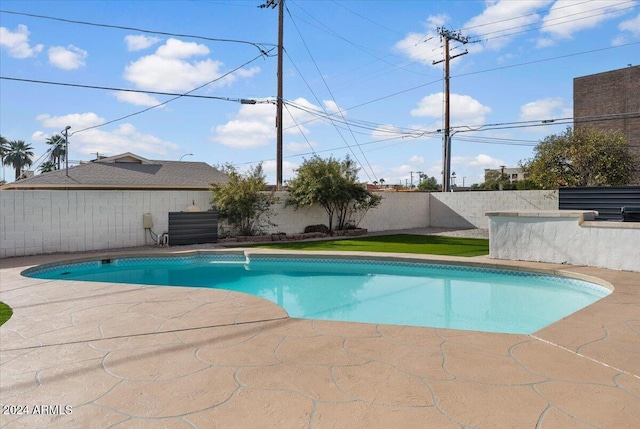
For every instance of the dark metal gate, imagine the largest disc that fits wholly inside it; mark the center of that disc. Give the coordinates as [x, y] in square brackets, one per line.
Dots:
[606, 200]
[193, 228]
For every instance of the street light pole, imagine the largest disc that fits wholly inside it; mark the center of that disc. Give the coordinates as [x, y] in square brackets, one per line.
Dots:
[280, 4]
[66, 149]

----------------

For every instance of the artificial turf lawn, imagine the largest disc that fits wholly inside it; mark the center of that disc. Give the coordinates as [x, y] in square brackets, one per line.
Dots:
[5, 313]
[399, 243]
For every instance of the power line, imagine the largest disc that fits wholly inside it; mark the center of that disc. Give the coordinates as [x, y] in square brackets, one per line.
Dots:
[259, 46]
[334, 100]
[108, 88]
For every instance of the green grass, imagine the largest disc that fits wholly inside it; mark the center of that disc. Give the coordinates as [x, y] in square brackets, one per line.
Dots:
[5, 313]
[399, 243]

----------------

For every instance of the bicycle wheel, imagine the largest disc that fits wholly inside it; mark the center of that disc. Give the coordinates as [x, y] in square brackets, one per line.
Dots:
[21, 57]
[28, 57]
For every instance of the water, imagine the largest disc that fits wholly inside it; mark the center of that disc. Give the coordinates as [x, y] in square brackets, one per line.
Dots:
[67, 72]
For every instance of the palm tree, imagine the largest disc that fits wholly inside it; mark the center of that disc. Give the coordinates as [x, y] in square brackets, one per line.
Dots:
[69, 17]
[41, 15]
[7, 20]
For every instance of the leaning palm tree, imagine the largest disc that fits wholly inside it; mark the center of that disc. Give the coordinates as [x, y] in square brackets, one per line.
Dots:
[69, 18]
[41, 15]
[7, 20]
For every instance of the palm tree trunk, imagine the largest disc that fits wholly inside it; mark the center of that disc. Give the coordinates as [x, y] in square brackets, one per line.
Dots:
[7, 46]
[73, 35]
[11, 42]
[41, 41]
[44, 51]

----------------

▸ Task to carry out: How many rows above contain the string "palm"? Reply with the number alone.

▸ Correct response: 3